• **Given problem**:
Could you repeat the passage from the FATCA article between "In describing the" and "of 2010 (FATCA).", inclusive, word for word?

[Begin Document text]

Denis Kleinfeld examines the impact FATCA has had on the global financial industry, and why predictions that FATCA could not be implemented are proving true.
The threat of FATCA enforcement has impacted every jurisdiction in the world and the global financial industry is quaking with fear. The US Justice Department has taken the position that the entire non-US financial industry is potentially part of a continuing criminal conspiracy with some US individuals and multi-national companies to evade US income tax. The Justice Department has unilaterally forged ahead to obtain indictments and convictions over prominent foreign banks, bankers, and some of their US customers. The United States justification for claiming the moral high ground is that it is merely seeking to have all US taxpayers pay tax as required under US law.
FATCA is not happening in a political vacuum. There is a history of difficulties in Congress with enforcing its income tax system on the taxpayers as well as problems with the Internal Revenue Service (IRS) administering the burdens placed on it. A basic understanding of this is necessary in order to have a fuller comprehension of just why FATCA cannot be implemented.
In describing the 1998 Congressional Hearings on restructuring and reforming the IRS, a former IRS Commissioner referred to them as staged or show hearings. Clearly, the hearings— as with most Congressional Hearings-- were carefully choreographed proceedings where maximum political outrage was expressed just in time to make the evening television news. This same sort of staged hearing was repeated in establishing the legislative justification for the enactment of the Foreign Account Tax Compliance Act of 2010 (FATCA).
Witnesses before the Senate Subcommittee holding the hearings had a witness testify under oath that US$70 billion - over 10 years in tax revenue - is lost due to offshore personal income tax evasion. The problem with the testimony was that the witness had no methodology or any evidence at all to support the claim and the Subcommittee never asked for any. (When asked during a later conference where the number came from he said he “guessed.”)
The Senate Subcommittee issued its report based on its hearing saying the tax evasion figure was US$100 billion over 10 years. The support for this US$100 billion appeared in a footnote which referred to six magazine articles. Those articles, however, similarly to the testifying witness, had no methodology or evidence to support the quantification of the estimated lost tax revenues. Nonetheless, the Senate Subcommittee Report declared as a fact that US$100 billion of US income tax revenue is being lost due to tax evasion facilitated by offshore tax havens. The United States Congress Joint Committee on Tax estimated that FATCA would raise US$792 million additional tax a year for the next 10 years.
The political truth is that FATCA was then enacted to serve as the revenue enhancement to the Hiring Incentives to Restore Employment Act of 2010 (the HIRE Act). Essentially, FATCA was put into law so Congress could justify a US$100 billion increase in spending—what is referred to in the United States as ‘pork barrel’ spending-- under the HIRE Act. Conveniently, it also served as the vehicle by which the United States could get rid of those pesky gateway offshore tax haven competitors that interfered with its own tax haven operations.
Then FATCA took on a life of its own, spinning out of control. The Law of Unintended Consequences proves true once again. A whole new tax lexicon was created with terms that are nearly incomprehensible even to US tax professionals much less to non-US tax advisors and those who do not speak the American form of the English language. Hundreds of pages of regulations were issued in short order and thousands more are expected to follow. The entire concept of international automatic financial information reporting is dependent on developing software and technology that does not yet exist.

[End Document text]
[Begin Extracted data]

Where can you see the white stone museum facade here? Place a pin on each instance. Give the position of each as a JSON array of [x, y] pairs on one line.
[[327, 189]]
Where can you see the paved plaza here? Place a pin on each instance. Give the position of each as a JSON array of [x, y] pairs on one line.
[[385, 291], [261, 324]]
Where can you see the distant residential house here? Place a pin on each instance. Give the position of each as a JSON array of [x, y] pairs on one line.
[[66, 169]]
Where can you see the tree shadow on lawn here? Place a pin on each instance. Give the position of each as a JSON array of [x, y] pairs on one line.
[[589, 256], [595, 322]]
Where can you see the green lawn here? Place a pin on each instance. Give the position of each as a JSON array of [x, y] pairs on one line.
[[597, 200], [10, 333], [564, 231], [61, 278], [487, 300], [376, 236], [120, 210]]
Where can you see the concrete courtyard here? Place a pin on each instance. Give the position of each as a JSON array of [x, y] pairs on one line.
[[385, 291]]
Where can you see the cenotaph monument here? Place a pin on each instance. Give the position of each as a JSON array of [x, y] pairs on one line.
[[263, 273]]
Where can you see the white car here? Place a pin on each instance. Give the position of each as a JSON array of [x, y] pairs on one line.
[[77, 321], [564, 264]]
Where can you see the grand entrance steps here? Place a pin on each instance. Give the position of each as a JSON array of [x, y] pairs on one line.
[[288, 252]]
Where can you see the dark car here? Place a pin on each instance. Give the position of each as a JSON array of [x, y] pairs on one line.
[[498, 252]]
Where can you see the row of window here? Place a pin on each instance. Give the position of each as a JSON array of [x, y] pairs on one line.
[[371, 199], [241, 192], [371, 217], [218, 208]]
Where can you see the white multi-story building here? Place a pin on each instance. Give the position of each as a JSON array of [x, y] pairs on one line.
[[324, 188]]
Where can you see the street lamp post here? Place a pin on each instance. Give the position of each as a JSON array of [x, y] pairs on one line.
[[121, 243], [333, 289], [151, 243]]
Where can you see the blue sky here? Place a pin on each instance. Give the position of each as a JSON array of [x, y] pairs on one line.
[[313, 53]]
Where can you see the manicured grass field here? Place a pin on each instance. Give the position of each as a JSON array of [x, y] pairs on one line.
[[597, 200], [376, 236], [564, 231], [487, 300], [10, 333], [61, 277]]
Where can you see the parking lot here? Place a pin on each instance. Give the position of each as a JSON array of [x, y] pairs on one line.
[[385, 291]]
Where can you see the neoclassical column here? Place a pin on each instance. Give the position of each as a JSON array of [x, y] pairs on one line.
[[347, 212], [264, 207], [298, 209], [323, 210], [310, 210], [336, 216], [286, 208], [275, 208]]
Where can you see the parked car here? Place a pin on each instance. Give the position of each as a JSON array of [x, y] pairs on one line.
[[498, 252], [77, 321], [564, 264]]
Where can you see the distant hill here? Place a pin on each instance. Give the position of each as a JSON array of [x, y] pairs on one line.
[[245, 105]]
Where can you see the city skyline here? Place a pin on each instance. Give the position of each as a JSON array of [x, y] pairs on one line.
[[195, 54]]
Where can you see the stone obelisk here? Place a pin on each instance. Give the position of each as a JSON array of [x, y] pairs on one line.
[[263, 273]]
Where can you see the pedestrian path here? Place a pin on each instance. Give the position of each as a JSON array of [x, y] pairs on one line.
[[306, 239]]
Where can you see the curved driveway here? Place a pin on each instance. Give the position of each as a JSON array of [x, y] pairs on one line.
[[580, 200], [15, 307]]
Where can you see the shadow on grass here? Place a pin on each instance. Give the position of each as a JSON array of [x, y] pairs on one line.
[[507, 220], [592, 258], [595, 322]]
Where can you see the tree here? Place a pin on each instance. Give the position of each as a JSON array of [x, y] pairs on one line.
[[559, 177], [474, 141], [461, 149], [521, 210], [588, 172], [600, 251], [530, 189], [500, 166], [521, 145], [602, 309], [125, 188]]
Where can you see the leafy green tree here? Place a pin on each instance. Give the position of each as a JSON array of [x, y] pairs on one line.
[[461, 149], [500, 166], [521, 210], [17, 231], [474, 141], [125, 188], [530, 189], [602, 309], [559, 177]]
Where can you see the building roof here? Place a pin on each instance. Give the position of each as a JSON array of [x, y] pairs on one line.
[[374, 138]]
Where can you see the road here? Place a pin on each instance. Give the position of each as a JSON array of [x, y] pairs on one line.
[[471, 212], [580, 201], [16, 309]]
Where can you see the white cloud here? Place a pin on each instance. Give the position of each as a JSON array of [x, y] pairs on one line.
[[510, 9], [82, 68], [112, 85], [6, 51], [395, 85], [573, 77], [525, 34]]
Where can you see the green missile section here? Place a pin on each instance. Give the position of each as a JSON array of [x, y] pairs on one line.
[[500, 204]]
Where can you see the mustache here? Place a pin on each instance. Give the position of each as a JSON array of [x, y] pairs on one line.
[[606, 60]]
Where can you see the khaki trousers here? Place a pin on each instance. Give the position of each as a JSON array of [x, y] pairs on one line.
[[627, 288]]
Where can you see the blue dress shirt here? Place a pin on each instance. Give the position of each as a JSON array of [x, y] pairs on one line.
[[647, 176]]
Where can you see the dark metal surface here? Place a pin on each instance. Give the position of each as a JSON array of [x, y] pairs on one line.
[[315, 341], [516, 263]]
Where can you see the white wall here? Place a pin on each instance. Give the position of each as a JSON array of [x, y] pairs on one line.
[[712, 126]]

[End Extracted data]

• **Result of the task**:
In describing the 1998 Congressional Hearings on restructuring and reforming the IRS, a former IRS Commissioner referred to them as staged or show hearings. Clearly, the hearings— as with most Congressional Hearings-- were carefully choreographed proceedings where maximum political outrage was expressed just in time to make the evening television news. This same sort of staged hearing was repeated in establishing the legislative justification for the enactment of the Foreign Account Tax Compliance Act of 2010 (FATCA).